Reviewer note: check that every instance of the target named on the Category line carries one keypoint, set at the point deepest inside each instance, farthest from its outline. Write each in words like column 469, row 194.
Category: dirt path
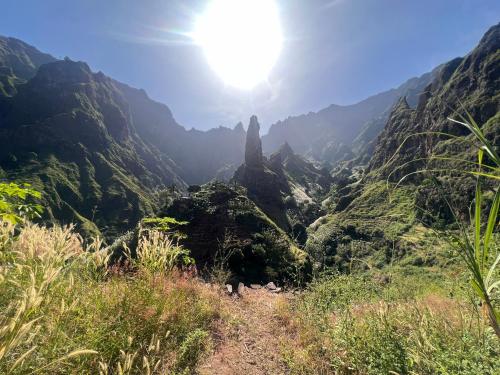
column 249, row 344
========================================
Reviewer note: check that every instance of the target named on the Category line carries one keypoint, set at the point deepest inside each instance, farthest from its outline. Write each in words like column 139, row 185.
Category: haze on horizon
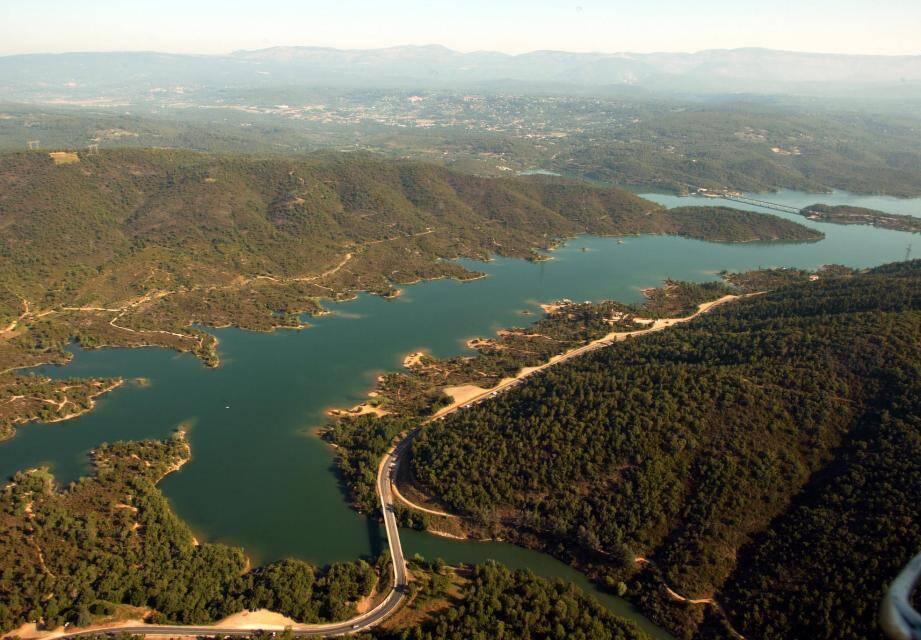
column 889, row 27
========================================
--- EXERCISE DETAILS ---
If a line in the records has the word "Write", copy that line.

--- ANSWER TO THIS TASK ---
Reviewer note: check that every instance of the target named on the Category line carries one keypoint, set at the point deepest inside each instance, farthest from its outline. Write each in words like column 469, row 194.
Reviewer note: check that every instance of the target named on the Category line carries one keypoint, set at the point deepest inside each instance, farthest from its outline. Write each in words like column 139, row 185.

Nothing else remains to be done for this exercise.